• Problem requirements:
Look through the records below for the line holding "Target: gold embroidery on cuff". Write it out exactly, with each following line through the line holding "the form (137,166).".

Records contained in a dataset
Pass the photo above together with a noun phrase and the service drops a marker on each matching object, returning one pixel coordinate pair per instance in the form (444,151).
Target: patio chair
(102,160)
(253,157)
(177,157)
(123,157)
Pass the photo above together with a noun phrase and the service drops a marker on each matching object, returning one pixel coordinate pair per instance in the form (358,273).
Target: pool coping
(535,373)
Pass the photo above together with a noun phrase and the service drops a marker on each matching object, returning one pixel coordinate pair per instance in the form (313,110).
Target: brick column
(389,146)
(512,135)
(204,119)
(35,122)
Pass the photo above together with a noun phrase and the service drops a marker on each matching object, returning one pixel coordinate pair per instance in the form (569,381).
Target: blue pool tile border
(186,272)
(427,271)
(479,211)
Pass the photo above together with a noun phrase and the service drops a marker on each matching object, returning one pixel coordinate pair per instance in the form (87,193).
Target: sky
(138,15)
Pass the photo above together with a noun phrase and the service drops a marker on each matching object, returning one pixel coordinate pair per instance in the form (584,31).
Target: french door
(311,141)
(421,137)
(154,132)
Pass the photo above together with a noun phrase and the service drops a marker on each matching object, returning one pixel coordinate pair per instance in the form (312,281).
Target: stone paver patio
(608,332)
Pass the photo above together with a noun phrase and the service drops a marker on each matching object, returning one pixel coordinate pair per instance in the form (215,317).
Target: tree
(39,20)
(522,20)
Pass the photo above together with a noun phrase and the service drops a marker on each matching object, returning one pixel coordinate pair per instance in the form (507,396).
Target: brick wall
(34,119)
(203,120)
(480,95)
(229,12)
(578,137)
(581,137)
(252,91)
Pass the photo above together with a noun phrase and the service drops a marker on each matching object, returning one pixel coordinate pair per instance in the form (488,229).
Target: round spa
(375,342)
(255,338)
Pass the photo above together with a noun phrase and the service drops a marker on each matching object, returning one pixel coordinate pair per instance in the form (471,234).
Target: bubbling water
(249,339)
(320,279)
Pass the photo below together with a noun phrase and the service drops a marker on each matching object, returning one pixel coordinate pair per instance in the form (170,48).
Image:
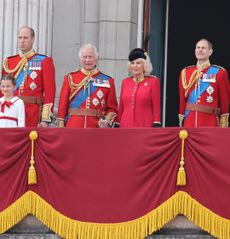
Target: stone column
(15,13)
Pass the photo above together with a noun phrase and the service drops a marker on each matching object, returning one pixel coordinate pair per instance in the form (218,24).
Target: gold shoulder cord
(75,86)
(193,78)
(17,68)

==

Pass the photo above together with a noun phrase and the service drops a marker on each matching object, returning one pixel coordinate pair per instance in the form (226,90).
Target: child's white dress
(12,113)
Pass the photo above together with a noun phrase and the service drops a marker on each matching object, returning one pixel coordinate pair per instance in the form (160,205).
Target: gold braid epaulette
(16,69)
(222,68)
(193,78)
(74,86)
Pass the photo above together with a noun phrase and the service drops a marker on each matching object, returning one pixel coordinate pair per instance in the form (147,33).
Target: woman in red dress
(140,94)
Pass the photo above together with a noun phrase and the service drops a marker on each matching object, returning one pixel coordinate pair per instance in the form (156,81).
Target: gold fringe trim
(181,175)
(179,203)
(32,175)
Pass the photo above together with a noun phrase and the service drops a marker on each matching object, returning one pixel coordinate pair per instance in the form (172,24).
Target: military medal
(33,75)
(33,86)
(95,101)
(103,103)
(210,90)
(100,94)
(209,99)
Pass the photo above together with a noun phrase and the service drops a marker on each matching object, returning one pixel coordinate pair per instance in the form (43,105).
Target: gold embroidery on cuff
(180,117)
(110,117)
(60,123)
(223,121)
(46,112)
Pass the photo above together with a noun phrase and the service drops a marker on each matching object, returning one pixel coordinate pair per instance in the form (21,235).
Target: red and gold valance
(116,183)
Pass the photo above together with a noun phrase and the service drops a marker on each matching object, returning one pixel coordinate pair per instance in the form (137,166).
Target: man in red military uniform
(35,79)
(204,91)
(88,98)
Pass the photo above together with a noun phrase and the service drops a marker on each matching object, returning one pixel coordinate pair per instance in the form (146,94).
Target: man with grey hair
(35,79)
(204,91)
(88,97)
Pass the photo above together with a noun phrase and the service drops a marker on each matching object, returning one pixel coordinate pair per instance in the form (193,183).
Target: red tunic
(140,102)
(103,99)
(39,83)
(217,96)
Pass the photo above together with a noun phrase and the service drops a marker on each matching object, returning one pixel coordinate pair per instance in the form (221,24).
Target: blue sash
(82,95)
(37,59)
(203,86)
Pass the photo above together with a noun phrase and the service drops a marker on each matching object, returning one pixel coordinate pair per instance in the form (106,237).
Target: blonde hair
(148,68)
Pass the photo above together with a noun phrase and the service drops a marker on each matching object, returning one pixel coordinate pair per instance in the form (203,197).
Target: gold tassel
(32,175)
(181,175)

• Response area:
Target: gold embroidery on cuff
(180,117)
(110,117)
(60,123)
(223,121)
(46,112)
Pass the photo above together with a noun phrase and the service drops a marker on each matching object, returning one pixel coordinate pair per instance in the form (21,235).
Target: red and gold valance
(116,183)
Pass the photo above together with a noun phrase and the service drops a marker on each matching object, returning one pixel coordinate pair per instance in the form (137,166).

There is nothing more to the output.